▶ **WRITTEN REQUEST**
Give back, unchanged, the lines of the listing below, starting at the line containing "of the dark" and ending at the last line of the listing, with both of those lines included.

▶ **DATASET RECORDS**
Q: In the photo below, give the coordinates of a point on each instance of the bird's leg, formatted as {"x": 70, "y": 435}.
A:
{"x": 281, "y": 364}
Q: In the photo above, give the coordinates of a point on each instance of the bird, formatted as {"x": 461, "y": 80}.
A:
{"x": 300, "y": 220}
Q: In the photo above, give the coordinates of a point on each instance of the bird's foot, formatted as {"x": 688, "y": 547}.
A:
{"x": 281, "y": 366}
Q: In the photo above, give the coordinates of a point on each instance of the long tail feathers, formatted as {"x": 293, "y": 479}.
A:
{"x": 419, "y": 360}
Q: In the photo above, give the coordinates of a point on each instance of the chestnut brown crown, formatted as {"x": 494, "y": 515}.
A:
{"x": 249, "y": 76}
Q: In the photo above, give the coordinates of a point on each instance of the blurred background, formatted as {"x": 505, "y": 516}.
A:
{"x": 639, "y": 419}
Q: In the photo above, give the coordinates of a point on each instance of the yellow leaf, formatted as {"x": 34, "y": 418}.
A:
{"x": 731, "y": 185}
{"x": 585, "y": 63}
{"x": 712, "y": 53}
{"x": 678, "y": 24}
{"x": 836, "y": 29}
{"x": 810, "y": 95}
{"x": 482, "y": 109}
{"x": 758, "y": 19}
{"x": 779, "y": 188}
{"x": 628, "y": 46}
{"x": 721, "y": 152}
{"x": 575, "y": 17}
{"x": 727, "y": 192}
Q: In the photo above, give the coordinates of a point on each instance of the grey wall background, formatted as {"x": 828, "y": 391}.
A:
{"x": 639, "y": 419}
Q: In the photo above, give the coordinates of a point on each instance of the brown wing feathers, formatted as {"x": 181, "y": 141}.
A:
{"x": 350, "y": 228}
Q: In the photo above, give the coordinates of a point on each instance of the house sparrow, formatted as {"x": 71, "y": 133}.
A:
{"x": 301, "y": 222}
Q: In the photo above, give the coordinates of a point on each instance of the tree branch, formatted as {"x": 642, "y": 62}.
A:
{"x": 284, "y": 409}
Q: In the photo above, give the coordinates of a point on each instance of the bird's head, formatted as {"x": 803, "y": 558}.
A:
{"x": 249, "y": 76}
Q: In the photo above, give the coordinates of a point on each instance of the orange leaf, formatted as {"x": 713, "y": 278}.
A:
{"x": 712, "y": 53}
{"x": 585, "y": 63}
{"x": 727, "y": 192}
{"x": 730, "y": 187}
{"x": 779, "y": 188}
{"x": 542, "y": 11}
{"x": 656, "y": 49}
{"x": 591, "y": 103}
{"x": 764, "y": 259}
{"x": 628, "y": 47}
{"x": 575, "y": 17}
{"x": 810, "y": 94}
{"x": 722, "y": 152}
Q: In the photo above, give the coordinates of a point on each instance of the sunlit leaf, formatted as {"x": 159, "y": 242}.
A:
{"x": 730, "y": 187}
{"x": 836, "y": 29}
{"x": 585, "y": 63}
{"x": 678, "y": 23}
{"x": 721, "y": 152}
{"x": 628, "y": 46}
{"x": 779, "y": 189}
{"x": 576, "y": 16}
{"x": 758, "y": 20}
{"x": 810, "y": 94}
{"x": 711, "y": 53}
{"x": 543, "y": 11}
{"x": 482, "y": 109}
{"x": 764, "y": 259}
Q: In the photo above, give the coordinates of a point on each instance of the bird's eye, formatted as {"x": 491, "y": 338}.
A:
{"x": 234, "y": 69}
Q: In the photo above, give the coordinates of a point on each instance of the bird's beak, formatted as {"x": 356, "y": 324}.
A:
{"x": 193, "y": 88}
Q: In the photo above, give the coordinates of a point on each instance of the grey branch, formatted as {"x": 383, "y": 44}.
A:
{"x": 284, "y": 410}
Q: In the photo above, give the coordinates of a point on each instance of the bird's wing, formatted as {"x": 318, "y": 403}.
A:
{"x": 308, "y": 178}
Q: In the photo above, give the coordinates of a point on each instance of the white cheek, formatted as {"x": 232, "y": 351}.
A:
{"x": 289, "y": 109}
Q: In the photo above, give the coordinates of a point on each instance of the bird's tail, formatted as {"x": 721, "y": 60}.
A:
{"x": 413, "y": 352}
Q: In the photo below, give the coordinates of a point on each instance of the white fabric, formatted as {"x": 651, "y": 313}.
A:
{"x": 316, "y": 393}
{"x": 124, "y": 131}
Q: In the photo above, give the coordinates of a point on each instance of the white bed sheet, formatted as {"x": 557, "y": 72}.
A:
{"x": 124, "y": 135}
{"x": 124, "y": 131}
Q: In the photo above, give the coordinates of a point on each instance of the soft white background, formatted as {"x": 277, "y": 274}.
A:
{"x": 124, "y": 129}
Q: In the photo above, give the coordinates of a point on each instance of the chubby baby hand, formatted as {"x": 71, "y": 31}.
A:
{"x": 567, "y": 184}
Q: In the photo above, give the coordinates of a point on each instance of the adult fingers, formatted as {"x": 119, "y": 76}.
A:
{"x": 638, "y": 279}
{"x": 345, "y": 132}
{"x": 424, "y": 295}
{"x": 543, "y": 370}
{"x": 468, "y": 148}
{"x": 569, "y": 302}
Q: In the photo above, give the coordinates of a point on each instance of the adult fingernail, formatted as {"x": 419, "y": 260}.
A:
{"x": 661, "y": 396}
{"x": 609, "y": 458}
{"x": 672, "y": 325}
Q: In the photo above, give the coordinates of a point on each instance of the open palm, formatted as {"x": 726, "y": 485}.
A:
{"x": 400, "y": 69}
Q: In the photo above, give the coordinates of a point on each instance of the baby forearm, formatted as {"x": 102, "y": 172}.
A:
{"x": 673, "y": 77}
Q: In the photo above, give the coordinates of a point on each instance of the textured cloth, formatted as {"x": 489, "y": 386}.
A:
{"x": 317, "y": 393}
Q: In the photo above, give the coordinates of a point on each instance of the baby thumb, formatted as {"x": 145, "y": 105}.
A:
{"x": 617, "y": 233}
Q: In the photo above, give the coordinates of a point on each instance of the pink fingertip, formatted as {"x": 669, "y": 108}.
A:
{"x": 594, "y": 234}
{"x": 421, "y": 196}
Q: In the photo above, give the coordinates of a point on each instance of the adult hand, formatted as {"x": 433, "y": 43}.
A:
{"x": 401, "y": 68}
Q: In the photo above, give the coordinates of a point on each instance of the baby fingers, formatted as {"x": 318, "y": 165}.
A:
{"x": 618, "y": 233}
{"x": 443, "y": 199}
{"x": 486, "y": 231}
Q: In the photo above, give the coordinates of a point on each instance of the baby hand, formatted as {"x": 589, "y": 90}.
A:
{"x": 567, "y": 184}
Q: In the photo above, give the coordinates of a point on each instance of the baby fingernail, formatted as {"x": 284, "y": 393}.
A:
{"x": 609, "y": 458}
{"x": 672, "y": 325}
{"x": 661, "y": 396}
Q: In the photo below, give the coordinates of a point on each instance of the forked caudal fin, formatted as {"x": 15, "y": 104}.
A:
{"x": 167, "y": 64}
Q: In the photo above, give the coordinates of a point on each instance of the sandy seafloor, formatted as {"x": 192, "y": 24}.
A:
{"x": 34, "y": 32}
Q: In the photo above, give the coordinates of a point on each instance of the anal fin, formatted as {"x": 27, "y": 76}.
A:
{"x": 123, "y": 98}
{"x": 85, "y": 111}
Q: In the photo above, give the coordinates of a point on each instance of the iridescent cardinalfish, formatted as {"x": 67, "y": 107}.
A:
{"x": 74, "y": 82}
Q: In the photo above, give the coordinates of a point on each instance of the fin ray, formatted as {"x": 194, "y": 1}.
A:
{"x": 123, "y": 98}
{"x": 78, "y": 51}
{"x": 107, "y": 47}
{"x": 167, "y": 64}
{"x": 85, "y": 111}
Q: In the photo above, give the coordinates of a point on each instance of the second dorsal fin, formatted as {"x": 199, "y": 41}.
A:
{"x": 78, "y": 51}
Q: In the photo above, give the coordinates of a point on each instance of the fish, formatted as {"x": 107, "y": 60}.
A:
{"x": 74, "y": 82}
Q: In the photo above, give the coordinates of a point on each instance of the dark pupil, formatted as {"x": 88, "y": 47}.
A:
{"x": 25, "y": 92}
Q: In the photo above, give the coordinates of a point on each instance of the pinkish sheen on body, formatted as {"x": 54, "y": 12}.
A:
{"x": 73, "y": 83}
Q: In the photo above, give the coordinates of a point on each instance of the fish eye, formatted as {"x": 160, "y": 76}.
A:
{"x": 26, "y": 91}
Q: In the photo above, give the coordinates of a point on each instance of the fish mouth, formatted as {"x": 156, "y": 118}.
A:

▶ **REPLY TO THE TASK**
Q: In the photo above, give the coordinates of a point on each instance of the dark pupil, formatted as {"x": 88, "y": 47}.
A:
{"x": 25, "y": 92}
Q: In the photo above, give the coordinates of a point on each instance of the pinkish sheen on body, formatted as {"x": 54, "y": 12}.
A:
{"x": 73, "y": 83}
Q: In the photo above, give the coordinates of a point on each instance of the fish eye, formatted as {"x": 160, "y": 76}.
A:
{"x": 26, "y": 91}
Q: In the photo above, give the coordinates of a point on each instance of the fish mouth, formatted as {"x": 156, "y": 118}.
A:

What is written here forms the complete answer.